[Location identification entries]
[Start]

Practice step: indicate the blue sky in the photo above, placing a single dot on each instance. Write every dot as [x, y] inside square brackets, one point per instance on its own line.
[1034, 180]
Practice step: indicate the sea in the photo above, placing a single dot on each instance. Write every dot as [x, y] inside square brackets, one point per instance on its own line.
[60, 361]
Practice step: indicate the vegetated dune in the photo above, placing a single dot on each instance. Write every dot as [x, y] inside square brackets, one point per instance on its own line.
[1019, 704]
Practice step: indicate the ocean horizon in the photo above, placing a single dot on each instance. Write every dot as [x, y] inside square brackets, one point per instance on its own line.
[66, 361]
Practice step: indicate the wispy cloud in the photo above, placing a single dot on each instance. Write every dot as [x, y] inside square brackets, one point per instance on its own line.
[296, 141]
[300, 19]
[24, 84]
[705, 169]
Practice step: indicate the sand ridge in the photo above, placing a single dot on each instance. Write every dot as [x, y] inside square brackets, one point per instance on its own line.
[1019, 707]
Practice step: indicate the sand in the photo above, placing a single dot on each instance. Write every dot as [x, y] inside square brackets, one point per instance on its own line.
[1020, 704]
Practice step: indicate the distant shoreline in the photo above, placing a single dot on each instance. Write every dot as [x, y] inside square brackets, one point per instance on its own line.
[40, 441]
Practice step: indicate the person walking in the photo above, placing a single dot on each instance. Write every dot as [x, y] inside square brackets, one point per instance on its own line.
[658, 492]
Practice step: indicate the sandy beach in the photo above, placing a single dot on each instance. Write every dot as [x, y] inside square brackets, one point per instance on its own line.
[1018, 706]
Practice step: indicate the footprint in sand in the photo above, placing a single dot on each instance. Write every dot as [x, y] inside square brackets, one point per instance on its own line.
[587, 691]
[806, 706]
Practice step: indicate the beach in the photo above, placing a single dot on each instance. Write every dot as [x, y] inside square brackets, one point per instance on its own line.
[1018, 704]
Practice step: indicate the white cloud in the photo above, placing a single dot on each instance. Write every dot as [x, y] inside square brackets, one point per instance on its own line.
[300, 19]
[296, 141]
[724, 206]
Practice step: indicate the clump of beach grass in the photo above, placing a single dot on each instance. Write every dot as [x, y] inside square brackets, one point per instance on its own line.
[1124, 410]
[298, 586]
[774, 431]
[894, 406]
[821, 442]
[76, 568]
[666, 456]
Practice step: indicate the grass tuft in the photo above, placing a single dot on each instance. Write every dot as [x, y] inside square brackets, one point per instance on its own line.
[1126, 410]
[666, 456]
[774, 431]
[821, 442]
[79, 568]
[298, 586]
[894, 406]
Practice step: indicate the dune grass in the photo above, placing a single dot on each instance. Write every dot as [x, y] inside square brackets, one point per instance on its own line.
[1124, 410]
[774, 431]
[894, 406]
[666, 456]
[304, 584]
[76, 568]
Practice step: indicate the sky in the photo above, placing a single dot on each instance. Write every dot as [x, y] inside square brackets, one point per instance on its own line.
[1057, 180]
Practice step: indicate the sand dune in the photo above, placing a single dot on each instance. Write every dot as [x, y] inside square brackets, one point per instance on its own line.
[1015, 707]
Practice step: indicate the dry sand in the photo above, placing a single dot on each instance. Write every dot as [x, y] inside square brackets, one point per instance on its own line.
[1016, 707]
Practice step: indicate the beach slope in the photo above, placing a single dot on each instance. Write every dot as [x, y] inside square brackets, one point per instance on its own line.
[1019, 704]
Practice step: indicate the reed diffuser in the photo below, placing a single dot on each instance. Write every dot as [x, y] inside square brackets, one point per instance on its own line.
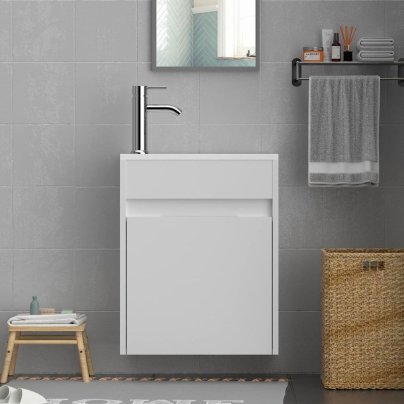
[348, 34]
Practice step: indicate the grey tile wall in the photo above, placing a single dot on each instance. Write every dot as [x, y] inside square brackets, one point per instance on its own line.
[66, 71]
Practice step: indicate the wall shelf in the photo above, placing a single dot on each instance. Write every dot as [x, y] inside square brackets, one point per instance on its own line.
[297, 66]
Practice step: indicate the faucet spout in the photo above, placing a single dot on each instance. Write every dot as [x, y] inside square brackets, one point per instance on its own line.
[139, 116]
[163, 107]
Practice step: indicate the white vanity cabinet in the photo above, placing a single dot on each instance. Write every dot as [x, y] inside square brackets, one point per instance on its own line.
[199, 254]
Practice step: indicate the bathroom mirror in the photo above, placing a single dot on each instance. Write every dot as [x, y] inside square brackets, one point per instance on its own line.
[205, 34]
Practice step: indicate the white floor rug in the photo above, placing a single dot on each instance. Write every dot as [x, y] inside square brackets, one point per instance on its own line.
[129, 392]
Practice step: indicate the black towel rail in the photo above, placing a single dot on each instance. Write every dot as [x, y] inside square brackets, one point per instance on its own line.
[297, 66]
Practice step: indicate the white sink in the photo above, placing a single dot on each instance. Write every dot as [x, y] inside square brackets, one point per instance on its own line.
[199, 254]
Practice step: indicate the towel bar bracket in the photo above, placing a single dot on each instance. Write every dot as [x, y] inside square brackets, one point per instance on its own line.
[297, 65]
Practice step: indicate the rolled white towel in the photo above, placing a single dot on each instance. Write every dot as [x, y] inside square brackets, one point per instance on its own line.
[373, 43]
[48, 319]
[376, 54]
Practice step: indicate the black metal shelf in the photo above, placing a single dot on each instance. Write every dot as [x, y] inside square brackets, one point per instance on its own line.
[297, 66]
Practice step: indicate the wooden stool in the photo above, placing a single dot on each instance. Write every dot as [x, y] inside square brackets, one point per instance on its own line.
[17, 338]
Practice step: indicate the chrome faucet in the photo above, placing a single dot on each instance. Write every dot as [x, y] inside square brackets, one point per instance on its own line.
[139, 116]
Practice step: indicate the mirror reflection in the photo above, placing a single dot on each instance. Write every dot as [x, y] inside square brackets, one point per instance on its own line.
[205, 33]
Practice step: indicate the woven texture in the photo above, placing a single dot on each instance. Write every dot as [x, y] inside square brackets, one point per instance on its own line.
[363, 319]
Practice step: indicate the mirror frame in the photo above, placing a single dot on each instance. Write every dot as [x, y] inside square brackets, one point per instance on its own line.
[206, 68]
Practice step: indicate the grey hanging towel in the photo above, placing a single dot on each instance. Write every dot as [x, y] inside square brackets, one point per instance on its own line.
[344, 130]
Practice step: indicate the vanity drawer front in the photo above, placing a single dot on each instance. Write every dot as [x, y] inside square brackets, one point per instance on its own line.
[199, 179]
[199, 286]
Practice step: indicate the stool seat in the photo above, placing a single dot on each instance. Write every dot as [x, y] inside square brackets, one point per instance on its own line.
[76, 335]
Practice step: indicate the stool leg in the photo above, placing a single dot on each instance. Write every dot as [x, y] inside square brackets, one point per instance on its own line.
[8, 357]
[88, 354]
[82, 356]
[14, 357]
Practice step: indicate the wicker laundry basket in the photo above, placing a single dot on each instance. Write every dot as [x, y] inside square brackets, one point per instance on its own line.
[363, 319]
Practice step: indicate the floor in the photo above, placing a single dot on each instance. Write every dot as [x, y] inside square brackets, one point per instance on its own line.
[301, 389]
[307, 389]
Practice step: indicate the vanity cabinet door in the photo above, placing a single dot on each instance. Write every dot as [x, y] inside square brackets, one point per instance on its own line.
[199, 285]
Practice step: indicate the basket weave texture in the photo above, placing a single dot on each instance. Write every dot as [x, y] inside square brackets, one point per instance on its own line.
[363, 319]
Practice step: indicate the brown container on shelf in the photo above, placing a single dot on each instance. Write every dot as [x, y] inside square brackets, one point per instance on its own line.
[363, 318]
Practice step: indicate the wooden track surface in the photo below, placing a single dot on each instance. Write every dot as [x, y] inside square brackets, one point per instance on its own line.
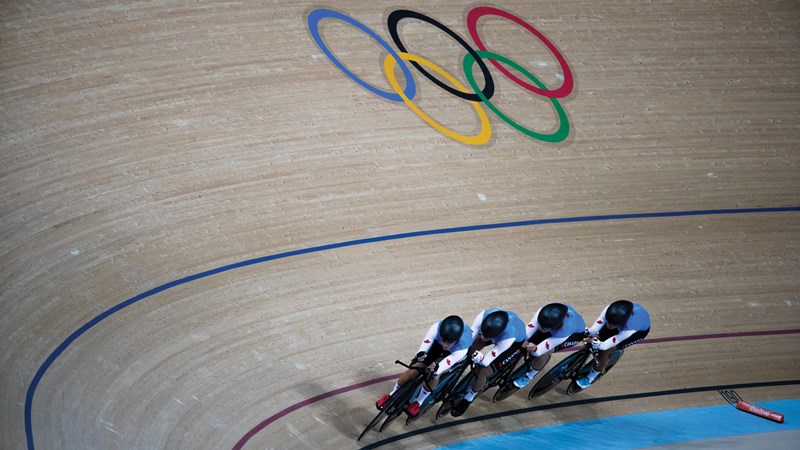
[145, 142]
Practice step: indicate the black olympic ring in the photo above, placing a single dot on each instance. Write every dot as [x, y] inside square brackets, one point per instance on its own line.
[396, 16]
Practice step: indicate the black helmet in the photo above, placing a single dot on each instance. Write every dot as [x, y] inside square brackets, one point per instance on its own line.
[619, 312]
[551, 316]
[494, 324]
[450, 328]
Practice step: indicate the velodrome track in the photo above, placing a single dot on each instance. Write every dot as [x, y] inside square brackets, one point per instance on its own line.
[215, 238]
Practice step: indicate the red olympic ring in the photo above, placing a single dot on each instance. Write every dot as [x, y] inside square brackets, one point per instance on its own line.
[472, 26]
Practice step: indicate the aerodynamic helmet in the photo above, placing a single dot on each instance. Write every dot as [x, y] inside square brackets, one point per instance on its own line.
[619, 312]
[494, 324]
[551, 316]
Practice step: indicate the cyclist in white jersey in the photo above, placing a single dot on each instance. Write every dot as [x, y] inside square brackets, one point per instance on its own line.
[620, 325]
[446, 343]
[554, 327]
[506, 331]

[End]

= Task instructions =
Output only the lines from the one holding "Practice step: indicate the red" through the last line above, exactly as they appear.

= Task solution =
Practice step: indicate the red olympic ring in the photo above, placing a single dot on each instance. Write every dot as [x, y] inside square brackets, one point per instance on its own line.
[472, 26]
Practice step: indicate the aerodynamic helmet in the photo above, placing a single dot on each instance. Write every dot as [x, y] inside square brackets, one point per instance on its own line.
[619, 312]
[494, 324]
[551, 316]
Practice step: indicate the cyclist in white jersey in the photo above, placing a single dot on each instance. Write every dot as [x, y] inside square brackets, one point per instance on its own line.
[620, 325]
[446, 343]
[554, 327]
[506, 331]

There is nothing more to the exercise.